::: DATA PROVIDED

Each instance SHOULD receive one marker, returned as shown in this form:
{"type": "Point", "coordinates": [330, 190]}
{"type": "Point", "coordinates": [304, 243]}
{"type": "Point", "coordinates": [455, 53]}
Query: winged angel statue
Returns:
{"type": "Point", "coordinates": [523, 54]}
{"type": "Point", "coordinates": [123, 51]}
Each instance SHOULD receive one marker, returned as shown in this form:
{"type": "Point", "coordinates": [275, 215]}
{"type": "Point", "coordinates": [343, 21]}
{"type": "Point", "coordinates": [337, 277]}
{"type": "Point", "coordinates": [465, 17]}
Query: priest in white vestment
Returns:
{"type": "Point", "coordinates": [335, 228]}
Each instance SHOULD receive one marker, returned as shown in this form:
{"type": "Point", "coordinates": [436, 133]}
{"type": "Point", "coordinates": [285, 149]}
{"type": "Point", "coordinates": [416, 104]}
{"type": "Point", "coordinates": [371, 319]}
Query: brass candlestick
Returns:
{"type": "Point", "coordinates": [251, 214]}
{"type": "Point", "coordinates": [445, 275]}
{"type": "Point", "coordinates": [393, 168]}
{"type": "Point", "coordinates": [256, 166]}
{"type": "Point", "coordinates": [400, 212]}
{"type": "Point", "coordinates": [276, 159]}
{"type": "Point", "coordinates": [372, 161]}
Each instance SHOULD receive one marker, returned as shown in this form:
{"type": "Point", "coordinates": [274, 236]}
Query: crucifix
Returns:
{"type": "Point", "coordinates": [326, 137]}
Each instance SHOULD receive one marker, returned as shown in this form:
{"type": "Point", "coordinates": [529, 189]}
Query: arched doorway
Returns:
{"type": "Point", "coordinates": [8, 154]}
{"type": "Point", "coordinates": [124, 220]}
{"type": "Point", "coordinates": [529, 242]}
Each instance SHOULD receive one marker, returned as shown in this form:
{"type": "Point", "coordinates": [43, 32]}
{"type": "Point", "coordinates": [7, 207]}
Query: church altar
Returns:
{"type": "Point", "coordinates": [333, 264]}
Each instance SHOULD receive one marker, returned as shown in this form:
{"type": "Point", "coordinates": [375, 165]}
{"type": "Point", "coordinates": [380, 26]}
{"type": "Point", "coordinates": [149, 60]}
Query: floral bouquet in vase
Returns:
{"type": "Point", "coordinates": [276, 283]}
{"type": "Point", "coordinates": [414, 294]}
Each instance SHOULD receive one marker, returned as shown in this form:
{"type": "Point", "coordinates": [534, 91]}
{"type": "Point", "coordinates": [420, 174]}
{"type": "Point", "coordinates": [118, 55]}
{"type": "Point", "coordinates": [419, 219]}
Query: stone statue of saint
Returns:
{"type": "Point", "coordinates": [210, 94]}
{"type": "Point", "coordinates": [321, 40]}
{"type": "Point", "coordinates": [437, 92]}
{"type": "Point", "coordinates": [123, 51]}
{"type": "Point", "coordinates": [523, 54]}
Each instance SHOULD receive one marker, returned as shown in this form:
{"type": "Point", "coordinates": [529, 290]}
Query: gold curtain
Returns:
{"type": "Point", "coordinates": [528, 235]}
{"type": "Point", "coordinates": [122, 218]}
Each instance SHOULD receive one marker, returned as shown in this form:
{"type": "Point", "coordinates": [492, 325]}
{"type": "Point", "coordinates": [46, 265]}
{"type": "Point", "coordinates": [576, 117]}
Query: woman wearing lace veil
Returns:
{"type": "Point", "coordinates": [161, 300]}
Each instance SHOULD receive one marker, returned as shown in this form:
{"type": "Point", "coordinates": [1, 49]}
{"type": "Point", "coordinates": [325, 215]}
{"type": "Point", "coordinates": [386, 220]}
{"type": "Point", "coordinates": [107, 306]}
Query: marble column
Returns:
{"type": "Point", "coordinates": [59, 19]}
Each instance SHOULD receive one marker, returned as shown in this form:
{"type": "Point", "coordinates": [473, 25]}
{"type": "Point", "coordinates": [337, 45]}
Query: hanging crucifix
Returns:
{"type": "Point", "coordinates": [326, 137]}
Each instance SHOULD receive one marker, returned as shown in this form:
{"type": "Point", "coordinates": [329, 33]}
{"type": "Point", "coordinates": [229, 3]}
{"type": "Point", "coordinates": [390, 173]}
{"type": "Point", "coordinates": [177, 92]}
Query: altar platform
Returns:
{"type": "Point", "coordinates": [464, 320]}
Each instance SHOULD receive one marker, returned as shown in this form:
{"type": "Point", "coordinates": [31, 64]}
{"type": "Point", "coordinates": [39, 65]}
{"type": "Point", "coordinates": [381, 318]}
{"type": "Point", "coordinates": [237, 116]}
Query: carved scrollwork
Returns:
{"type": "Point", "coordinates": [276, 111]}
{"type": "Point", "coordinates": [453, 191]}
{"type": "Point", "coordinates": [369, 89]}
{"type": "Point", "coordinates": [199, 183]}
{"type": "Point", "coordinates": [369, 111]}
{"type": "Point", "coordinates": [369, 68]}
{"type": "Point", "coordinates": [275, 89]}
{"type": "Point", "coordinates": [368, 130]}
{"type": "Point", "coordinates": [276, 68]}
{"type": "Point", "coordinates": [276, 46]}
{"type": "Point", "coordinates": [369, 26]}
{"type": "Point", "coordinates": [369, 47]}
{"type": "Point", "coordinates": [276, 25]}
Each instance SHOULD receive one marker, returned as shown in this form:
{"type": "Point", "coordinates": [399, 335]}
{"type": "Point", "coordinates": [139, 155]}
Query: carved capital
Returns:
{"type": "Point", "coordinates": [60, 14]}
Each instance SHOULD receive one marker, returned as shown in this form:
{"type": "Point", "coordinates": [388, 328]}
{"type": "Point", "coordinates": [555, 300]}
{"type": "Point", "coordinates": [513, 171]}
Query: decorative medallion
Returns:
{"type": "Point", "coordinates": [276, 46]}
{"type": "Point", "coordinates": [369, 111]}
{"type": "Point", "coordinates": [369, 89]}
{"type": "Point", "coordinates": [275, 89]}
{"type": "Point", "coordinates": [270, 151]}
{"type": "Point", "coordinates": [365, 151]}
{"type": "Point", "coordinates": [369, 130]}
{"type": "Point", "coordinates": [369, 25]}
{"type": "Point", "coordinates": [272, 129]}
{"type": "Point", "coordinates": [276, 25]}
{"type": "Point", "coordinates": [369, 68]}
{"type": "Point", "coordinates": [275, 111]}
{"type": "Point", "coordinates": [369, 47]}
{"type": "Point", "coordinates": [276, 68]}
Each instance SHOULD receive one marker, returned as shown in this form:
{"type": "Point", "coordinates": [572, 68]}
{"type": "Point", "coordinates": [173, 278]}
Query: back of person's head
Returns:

::::::

- CHALLENGE -
Extract every line in the entries above that contains the string "crucifix", matching case exactly.

- TASK SOLUTION -
Query: crucifix
Query: hanging crucifix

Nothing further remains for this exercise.